◆ WHAT YOU HAVE TO DO: Give the number of lines in the data that hold the string "open". Nothing else is needed.

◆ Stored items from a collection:
-- -- --
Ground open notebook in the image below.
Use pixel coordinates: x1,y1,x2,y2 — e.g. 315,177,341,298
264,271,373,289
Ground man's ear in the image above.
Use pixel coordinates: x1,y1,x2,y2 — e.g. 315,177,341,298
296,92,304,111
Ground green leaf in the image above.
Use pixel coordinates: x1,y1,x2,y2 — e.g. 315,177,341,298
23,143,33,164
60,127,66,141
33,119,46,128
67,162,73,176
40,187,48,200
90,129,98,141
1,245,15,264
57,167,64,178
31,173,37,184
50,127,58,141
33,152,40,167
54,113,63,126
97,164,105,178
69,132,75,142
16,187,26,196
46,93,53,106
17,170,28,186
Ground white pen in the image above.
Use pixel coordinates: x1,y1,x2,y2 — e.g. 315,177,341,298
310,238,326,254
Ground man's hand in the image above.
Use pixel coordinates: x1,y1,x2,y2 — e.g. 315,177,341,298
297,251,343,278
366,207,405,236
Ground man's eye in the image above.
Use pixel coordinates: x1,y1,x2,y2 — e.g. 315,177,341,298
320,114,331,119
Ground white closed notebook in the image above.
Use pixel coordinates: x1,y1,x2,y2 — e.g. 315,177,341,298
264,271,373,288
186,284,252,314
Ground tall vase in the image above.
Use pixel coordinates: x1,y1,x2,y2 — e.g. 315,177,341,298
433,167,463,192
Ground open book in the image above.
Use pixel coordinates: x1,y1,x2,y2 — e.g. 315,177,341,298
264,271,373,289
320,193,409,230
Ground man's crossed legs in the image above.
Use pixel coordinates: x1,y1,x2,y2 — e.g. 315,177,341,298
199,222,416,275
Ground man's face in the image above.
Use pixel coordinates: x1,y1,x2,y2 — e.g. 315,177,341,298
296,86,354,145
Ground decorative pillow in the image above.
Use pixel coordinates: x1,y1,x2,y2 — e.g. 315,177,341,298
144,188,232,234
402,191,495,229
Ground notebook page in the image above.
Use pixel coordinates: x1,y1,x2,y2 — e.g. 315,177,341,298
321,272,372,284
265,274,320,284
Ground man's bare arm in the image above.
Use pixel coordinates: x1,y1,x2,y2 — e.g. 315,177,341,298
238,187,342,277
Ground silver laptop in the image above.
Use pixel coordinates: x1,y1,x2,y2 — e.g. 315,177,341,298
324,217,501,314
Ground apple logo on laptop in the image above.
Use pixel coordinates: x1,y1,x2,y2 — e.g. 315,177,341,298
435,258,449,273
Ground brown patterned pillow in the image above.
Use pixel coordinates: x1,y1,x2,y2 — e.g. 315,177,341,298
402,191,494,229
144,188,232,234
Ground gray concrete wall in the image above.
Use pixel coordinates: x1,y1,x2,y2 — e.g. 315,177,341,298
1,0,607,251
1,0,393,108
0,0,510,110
-- -- --
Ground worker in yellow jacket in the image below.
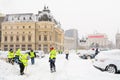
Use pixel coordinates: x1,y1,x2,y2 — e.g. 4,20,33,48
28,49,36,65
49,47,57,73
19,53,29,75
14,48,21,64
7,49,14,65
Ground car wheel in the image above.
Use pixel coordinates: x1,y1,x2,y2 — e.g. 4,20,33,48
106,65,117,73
-- -- --
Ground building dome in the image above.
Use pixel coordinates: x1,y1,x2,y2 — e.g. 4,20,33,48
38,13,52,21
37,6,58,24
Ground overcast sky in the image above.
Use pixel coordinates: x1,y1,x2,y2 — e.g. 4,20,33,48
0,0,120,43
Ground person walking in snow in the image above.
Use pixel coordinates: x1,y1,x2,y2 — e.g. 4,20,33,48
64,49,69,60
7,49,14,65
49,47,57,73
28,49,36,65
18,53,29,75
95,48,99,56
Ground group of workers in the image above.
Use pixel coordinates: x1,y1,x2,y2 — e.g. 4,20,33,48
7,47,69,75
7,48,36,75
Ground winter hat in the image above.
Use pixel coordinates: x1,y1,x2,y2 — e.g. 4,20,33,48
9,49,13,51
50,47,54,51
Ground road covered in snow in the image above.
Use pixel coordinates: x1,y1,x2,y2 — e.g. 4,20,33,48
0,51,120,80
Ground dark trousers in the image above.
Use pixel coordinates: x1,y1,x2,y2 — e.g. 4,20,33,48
-- -- --
◆ RESULT FOR THIS TASK: 2